**PROBLEM TO WORK ON**. Turn every line of the records below into a numbered list, leaving out any blank lines.

**EXCERPTED DATA**.
## BEGIN

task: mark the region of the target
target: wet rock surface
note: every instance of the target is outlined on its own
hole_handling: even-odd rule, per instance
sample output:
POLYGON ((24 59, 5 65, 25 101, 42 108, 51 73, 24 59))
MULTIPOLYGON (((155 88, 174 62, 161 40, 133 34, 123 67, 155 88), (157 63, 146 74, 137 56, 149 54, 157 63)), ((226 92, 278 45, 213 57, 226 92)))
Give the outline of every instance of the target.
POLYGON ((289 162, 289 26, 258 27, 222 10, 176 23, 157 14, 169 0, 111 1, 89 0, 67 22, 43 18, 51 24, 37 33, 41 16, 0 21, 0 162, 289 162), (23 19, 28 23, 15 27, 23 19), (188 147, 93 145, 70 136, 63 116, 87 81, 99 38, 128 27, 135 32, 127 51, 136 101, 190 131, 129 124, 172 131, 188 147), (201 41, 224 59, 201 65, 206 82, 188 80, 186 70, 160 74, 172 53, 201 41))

## END

**EXERCISE ANSWER**.
1. task: mark the region of the target
2. target: wet rock surface
3. note: every instance of the target is outlined on its own
4. hole_handling: even-odd rule, per instance
5. sample output:
6. POLYGON ((24 59, 5 65, 25 101, 42 108, 51 73, 24 59))
7. MULTIPOLYGON (((155 88, 174 62, 161 40, 133 34, 123 67, 155 88), (157 63, 146 74, 137 56, 149 54, 157 63)), ((226 92, 278 45, 213 57, 226 92)))
8. Give the outline of every instance of the target.
9. POLYGON ((289 162, 289 26, 258 27, 222 10, 176 23, 157 14, 169 0, 111 1, 89 0, 67 22, 43 18, 51 24, 37 33, 41 16, 0 21, 0 162, 289 162), (23 19, 28 23, 15 27, 23 19), (188 147, 93 145, 70 136, 63 116, 87 81, 99 38, 128 27, 135 32, 127 51, 136 101, 190 131, 129 124, 172 131, 188 147), (201 41, 224 59, 201 65, 206 82, 188 80, 186 70, 160 74, 172 53, 201 41))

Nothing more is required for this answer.